'A living songbook more than four years in the making, Andrew Ford’s hymnal brings together the words of sixteen contemporary Australian writers – poets, essayists and folksingers – in songs of praise, awe, grief, hope, joy, and natural splendour, dedicated not to a god, but to the land.
'The ever-daring voices of Luminescence Chamber Singers join forces with two rising stars: Hilary Geddes, 2021 Freedman Jazz Fellow and lead guitarist of Triple J favourites The Buoys, and category-defying cellist Freya Schack-Arnott. Red Dirt Hymns unfolds to the evocative imagery of Sammy Hawker, whose art is created within the fabric of country itself: saltwater, limestone and eucalypt.
'From Ellen van Neerven’s dark clouds to John Kinsella’s abundant gardens, Red Dirt Hymns does what a hymnal is meant to do: it draws us closer – to each other, and to the light and shade of our wide brown land.'
Source: Canberra International Music Festival.
According to Andrew Ford's website, the hymnal includes the following:
1. Gone (Jordie Albiston)
2. The New Summer (David McCooey)
3. Hymn of the Garden (John Kinsella)
4. dark cloud (Ellen van Neerven)
5. Isolation Hymn (Judith Bishop)
6. Rain Hymn (Judith Beveridge)
7. What Desire Knows (Sarah Holland-Batt)
8. Ultraviolet (Stephen Edgar)
9. Our Mother's Heart (Kate Fagan)
10. Between Birds (Merlinda Bobis)
11. To Whom Do We Sing? (Mark Wakely)
12. Respair (Felicity Plunkett)
13. This Is to You (Philip Harvey)
14. The Shape of a Vase (Erik Jensen)
15. Stand and Weep (Jill Jones)
16. Syreeni (Maria Takolander)
17. Looking for Corners (Melanie Horsnell)
18. Waiting for the Clouds (Martha Marlow)
19. My Octopus Teacher (Alison Flett)
20. South Golden Beach (Lisa Brockwell)
Numbers 5 and 8 were commissioned by Kim Williams. Number 7 was commissioned by Opera Queensland for its Young Artists Program. Number 15 was commissioned by Evergreeen Ensemble. Numbers 16 and 19 were commissioned by Luminescence Chamber Singers.
Source: https://www.andrewford.net.au/composition/red-dirt-hymns/ (Sighted: 22/07/2024)
Production postponed, but not initially cancelled, by the COVID-19 pandemic.
Presented as part of the Canberra International Music Festival at the National Museum of Australia, 2 May 2024.

[Image-backed grounding data]
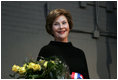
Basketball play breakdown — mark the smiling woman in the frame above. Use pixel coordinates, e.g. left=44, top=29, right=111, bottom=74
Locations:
left=37, top=9, right=89, bottom=78
left=52, top=15, right=70, bottom=42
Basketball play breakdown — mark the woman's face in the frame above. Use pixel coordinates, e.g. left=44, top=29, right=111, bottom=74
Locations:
left=52, top=15, right=70, bottom=41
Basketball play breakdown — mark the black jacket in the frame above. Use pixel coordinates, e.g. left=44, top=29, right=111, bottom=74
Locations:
left=37, top=41, right=89, bottom=79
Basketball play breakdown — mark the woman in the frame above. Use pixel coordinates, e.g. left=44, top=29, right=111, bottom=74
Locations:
left=37, top=9, right=89, bottom=78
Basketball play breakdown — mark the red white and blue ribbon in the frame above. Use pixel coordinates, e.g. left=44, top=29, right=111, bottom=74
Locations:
left=71, top=72, right=84, bottom=79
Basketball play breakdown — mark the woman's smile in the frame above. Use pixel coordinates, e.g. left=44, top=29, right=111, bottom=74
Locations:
left=52, top=15, right=70, bottom=42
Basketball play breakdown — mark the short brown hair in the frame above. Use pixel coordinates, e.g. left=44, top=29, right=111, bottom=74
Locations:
left=45, top=9, right=73, bottom=36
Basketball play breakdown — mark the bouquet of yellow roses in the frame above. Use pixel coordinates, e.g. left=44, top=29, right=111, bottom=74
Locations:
left=10, top=56, right=71, bottom=79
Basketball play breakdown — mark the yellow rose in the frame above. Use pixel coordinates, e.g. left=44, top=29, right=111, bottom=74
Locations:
left=28, top=62, right=35, bottom=69
left=23, top=64, right=27, bottom=67
left=43, top=61, right=48, bottom=68
left=33, top=64, right=41, bottom=71
left=12, top=65, right=20, bottom=72
left=39, top=60, right=45, bottom=64
left=19, top=67, right=26, bottom=74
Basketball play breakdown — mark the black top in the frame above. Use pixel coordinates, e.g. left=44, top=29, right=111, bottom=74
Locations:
left=37, top=41, right=89, bottom=79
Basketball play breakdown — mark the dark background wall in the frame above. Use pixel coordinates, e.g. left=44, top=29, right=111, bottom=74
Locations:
left=1, top=1, right=117, bottom=79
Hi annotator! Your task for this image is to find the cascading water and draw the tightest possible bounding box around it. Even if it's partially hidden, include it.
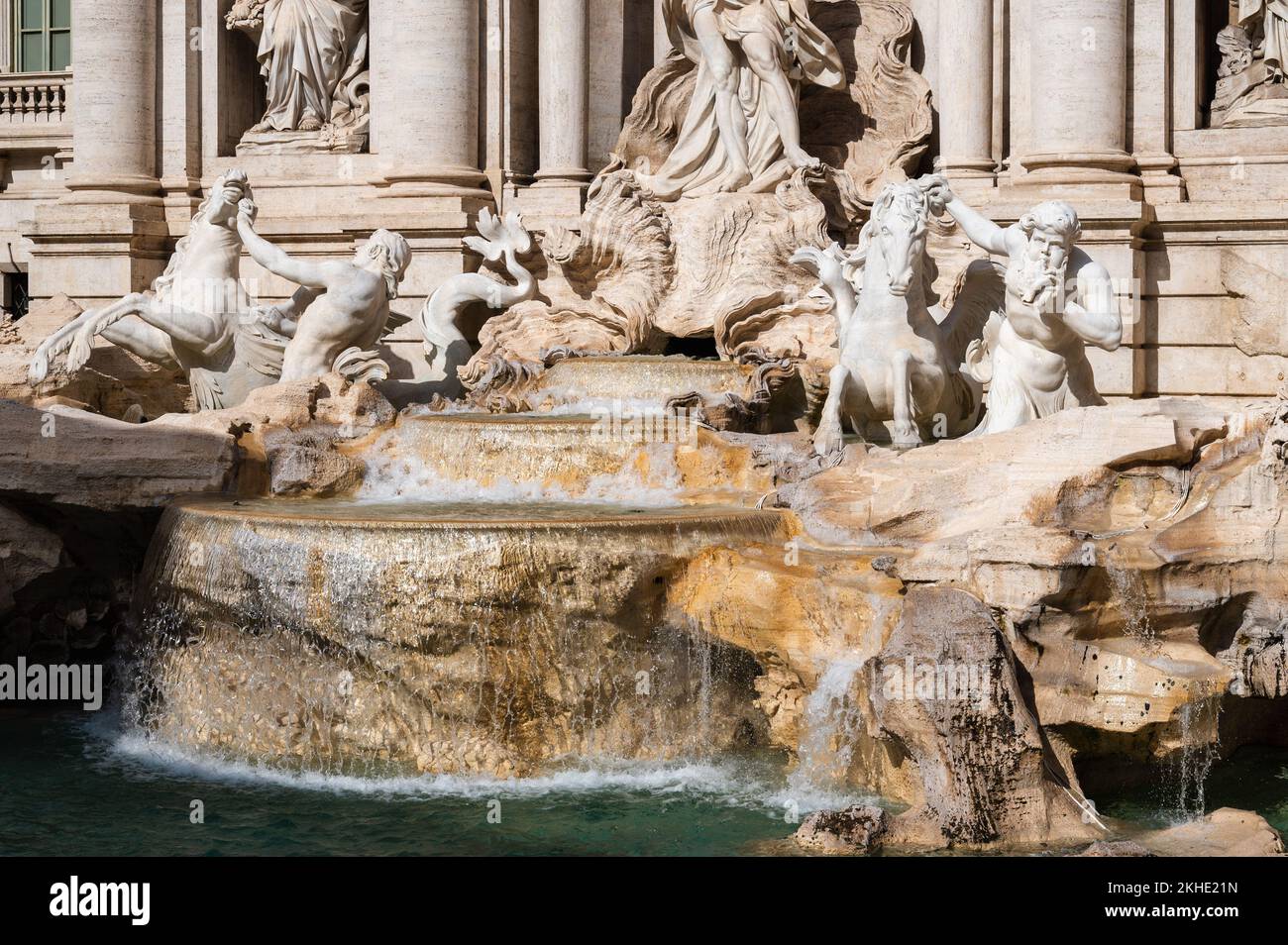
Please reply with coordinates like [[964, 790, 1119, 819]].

◆ What you will do
A: According to the Red Dirt Hymns text, who commissioned number 7 on the list?
B: Quote the Red Dirt Hymns text between "6. Rain Hymn" and "Syreeni (Maria Takolander)", inclusive.
C: For each statement, answer yes or no on whether it agrees with the Red Dirt Hymns text, and quote the words that decide it: (i) Hilary Geddes is the cellist who joins the Luminescence Chamber Singers. (ii) The COVID-19 pandemic postponed the production. (iii) Luminescence Chamber Singers commissioned numbers 16 and 19.
Work only from the Red Dirt Hymns text, not from the data.

◆ Results in order
A: Opera Queensland commissioned it for its Young Artists Program.

B:
6. Rain Hymn (Judith Beveridge)
7. What Desire Knows (Sarah Holland-Batt)
8. Ultraviolet (Stephen Edgar)
9. Our Mother's Heart (Kate Fagan)
10. Between Birds (Merlinda Bobis)
11. To Whom Do We Sing? (Mark Wakely)
12. Respair (Felicity Plunkett)
13. This Is to You (Philip Harvey)
14. The Shape of a Vase (Erik Jensen)
15. Stand and Weep (Jill Jones)
16. Syreeni (Maria Takolander)

C:
(i) No: "Hilary Geddes, 2021 Freedman Jazz Fellow and lead guitarist of Triple J favourites The Buoys, and category-defying cellist Freya Schack-Arnott"
(ii) Yes: "Production postponed, but not initially cancelled, by the COVID-19 pandemic."
(iii) Yes: "Numbers 16 and 19 were commissioned by Luminescence Chamber Singers."